- Problem: In the forum thread below, pull out word for word the passage from "Man, I read" up to and including "too shall pass...".

- Text excerpt:
Man, I read this and felt so much...I have been there, felt that...thank you for showing me that my feelings are not exclusive...
this too shall pass...
 
don't you see?
i'm not perfect
and i'm to blame
but i just wish
that you would accept me
for who i am
and what i do
and not try to control me
and form me into a mini you
Oh Mella, your such a little goddess... imperfect, but awesome all the same. Another facet of the face of the Mother... I accept you for who you are.
 
damn that reminds me so much of childhood, livin with the parents, aching to one day break out of their mold. then i realized, i broke out the second i realized this world is my world, at no one's discretion but my own. Just dont end your life before you begin your life. Peace.
 
{{Mella}}
That poem literally gave me flashbacks to various points in my life as I read it... you really do have a gift for writing. Just want you to know I've been where you are now, in fact I suppose I still am... just learning how to handle it better. Believe me... stay strong and this too shall pass. Remain true to yourself and everything will fall into place eventually. :)
Peace ~Katie
 
Don't worry beauty, it will all pass in time.
I understand what your going through...nothing but turbulent times when your young.
Stay safe and true to yourself dear,
ReD
 
*hug*
Mel, that was wonderful. It was beautifully written as well as having powerful emotion packed into it.
Your sense of feeling is admirable. I hope you feel completely better soon.

- Record list:
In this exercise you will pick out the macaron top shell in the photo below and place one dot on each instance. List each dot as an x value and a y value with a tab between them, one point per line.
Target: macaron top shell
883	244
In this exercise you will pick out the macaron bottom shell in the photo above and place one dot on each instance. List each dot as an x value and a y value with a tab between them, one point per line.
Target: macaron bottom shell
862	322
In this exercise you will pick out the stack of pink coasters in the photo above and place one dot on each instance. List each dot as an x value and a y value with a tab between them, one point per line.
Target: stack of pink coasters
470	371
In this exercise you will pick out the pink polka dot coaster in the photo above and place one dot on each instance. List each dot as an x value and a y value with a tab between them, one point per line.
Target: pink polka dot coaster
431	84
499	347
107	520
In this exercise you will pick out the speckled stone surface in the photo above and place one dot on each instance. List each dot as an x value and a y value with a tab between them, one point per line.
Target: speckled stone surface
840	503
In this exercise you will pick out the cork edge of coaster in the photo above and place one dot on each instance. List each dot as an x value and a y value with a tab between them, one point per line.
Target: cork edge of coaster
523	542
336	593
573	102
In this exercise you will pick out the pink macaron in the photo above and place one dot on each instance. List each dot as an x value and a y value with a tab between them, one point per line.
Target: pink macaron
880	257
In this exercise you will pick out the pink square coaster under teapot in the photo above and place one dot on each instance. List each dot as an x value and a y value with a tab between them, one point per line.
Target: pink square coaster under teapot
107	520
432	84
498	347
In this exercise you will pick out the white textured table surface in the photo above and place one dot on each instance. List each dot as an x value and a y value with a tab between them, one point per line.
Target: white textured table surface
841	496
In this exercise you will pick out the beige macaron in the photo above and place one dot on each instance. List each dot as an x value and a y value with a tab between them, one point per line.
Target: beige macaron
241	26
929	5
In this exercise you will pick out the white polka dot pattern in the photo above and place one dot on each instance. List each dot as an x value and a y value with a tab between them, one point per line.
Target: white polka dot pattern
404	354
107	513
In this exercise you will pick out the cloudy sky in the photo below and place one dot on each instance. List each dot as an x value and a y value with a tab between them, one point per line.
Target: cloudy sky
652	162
---
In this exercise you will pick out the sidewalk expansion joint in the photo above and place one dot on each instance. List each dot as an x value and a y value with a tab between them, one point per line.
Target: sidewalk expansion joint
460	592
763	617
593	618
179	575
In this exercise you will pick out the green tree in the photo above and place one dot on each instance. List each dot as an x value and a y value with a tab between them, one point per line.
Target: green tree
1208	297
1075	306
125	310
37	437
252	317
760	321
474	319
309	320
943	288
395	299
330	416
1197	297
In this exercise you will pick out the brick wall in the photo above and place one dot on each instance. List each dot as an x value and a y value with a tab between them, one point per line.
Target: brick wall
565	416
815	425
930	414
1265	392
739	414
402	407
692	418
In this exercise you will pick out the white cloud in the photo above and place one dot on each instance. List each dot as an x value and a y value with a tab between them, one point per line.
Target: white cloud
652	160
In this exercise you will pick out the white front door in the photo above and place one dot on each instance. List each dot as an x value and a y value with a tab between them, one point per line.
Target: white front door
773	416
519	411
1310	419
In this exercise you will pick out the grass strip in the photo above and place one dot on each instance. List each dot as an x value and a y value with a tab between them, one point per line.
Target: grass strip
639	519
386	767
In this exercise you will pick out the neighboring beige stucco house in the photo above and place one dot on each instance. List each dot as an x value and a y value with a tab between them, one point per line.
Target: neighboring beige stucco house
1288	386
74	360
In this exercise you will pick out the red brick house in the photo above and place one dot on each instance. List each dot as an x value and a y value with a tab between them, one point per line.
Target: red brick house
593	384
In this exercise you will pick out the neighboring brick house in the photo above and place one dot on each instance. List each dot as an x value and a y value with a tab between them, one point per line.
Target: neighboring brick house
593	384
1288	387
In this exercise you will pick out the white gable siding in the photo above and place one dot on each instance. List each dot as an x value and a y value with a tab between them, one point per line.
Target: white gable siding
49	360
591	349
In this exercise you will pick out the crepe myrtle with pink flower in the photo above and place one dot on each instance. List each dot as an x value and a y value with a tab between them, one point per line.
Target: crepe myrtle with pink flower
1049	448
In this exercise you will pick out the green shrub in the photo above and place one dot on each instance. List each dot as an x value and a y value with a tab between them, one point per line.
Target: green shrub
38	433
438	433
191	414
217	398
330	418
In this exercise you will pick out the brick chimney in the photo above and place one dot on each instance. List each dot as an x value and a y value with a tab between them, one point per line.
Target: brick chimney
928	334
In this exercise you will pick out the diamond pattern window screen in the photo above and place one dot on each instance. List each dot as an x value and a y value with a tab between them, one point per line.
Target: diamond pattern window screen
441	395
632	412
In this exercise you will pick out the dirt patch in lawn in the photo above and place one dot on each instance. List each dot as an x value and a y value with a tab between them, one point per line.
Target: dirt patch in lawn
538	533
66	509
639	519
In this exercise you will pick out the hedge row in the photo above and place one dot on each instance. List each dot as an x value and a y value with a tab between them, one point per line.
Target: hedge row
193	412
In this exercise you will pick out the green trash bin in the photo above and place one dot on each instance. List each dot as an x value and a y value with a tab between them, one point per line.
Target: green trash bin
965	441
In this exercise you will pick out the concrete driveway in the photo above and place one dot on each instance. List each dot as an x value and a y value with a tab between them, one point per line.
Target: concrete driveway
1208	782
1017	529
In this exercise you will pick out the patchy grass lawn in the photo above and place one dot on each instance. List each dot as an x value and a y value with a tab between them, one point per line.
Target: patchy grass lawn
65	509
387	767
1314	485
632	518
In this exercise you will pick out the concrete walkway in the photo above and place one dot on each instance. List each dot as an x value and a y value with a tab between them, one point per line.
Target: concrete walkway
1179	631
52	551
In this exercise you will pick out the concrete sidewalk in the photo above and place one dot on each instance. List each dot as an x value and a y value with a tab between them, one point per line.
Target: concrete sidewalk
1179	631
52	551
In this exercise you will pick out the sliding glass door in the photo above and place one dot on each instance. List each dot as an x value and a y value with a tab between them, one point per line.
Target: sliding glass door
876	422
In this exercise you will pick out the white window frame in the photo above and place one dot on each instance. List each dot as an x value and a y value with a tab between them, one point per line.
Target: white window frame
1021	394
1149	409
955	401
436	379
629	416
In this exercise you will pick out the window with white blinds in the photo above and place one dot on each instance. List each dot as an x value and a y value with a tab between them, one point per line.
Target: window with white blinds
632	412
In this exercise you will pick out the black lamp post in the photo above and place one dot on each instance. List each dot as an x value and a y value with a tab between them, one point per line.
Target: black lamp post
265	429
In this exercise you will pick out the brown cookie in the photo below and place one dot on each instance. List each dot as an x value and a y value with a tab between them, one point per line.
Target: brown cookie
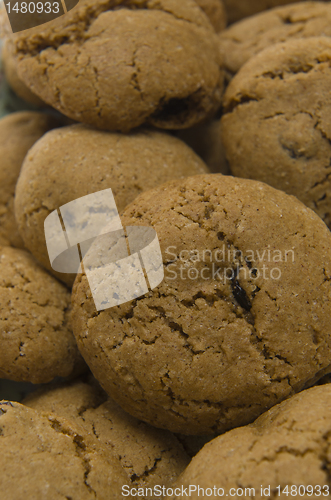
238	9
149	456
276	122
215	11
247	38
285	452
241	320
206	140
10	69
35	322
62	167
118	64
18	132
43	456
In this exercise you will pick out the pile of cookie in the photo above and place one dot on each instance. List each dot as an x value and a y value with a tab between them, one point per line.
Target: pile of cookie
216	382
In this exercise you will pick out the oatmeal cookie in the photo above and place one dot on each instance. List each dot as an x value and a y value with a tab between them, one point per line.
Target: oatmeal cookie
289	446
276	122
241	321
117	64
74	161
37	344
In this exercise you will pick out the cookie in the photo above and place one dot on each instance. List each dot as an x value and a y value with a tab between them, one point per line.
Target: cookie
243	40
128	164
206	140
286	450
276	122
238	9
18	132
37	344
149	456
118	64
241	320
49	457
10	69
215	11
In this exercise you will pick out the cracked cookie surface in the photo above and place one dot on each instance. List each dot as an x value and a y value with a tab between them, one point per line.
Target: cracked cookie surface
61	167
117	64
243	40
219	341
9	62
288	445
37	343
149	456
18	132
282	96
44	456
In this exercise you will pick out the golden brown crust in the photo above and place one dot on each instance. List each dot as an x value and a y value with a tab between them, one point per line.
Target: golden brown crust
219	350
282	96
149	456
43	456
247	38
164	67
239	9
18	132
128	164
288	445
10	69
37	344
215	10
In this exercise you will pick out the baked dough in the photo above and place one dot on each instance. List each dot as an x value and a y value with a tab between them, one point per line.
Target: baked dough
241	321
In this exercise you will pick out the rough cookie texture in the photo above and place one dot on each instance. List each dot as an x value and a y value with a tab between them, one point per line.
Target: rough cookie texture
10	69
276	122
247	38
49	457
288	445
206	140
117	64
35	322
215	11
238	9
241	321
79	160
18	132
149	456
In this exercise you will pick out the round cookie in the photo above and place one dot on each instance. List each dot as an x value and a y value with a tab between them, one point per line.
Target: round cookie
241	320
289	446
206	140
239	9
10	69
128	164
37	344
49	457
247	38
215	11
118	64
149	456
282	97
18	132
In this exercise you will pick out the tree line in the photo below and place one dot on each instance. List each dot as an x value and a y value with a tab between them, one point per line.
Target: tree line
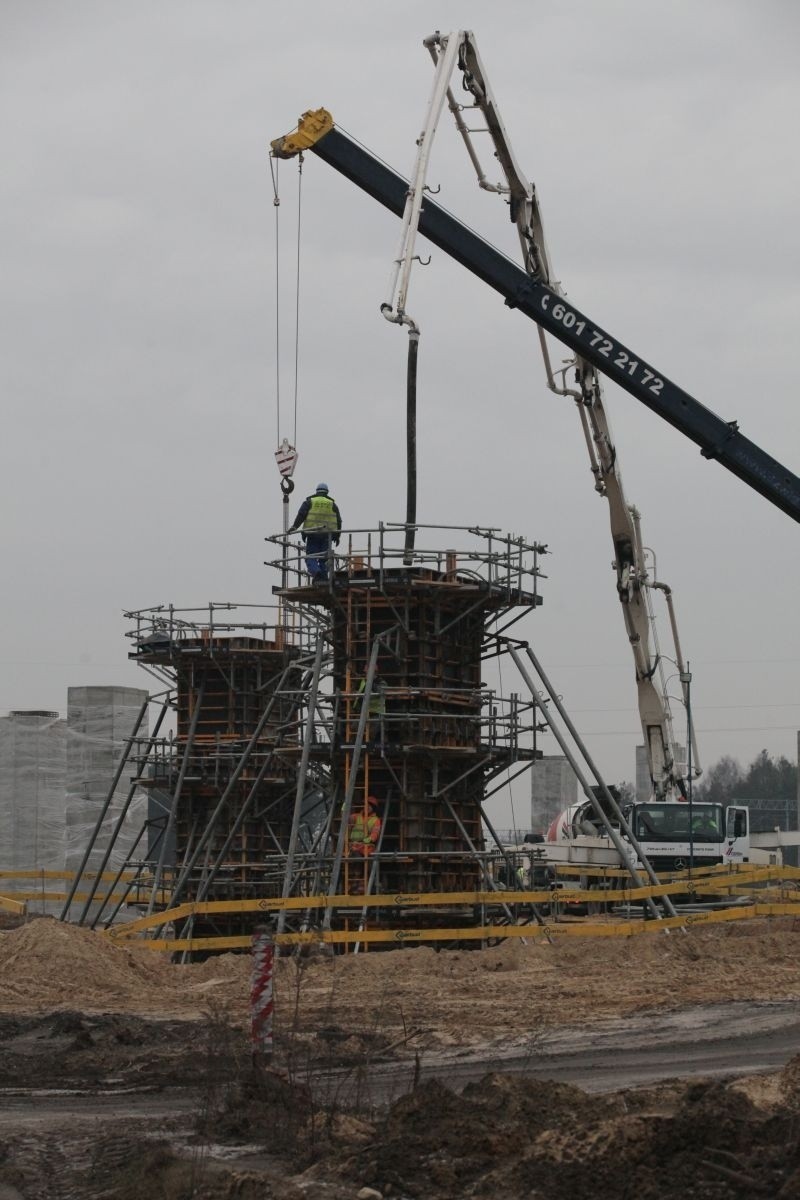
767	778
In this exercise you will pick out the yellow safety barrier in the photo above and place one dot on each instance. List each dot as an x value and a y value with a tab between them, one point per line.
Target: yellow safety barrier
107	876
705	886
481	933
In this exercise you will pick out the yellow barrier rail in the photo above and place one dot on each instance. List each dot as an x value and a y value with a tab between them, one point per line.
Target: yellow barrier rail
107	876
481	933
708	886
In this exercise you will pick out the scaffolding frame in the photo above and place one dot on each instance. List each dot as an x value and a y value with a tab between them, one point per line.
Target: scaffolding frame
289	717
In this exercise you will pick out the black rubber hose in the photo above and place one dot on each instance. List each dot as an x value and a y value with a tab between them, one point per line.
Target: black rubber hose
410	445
...
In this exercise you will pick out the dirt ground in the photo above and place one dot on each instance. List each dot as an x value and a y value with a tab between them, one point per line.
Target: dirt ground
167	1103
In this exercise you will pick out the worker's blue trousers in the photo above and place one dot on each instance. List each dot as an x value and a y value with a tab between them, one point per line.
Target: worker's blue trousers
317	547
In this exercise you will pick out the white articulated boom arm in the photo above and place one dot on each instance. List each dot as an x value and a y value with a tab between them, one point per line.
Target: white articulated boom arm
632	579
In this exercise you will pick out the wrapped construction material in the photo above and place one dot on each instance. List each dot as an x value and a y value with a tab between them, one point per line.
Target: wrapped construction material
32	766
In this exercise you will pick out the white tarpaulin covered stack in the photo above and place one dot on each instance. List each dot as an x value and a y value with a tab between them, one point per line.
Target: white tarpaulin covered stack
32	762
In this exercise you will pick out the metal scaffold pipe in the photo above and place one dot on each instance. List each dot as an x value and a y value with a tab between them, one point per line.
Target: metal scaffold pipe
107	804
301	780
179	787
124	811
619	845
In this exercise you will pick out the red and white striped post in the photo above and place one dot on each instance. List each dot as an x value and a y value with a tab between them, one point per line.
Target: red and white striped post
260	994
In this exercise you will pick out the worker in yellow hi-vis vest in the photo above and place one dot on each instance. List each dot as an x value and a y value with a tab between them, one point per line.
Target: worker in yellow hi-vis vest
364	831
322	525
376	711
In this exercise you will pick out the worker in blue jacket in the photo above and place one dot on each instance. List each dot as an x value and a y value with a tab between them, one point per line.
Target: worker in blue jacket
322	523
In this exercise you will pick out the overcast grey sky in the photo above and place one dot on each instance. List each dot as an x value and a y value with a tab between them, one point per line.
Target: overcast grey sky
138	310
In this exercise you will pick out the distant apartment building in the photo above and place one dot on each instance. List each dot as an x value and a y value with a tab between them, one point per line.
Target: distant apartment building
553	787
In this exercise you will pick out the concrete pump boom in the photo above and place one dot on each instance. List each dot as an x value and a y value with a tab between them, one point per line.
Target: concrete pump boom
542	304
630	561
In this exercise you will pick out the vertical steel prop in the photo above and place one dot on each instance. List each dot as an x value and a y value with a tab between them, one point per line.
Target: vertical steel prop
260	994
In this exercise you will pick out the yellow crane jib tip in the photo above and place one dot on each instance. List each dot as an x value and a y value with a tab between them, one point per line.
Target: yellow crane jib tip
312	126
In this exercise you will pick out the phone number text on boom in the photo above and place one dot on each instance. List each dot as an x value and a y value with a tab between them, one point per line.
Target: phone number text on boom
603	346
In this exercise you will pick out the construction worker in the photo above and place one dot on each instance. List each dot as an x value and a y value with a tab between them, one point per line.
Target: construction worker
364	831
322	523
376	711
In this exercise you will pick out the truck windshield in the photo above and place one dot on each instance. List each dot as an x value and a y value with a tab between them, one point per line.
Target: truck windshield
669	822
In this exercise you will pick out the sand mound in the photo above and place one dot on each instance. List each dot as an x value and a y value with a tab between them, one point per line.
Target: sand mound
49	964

- Complete response:
Man, I read this and felt so much...I have been there, felt that...thank you for showing me that my feelings are not exclusive...
this too shall pass...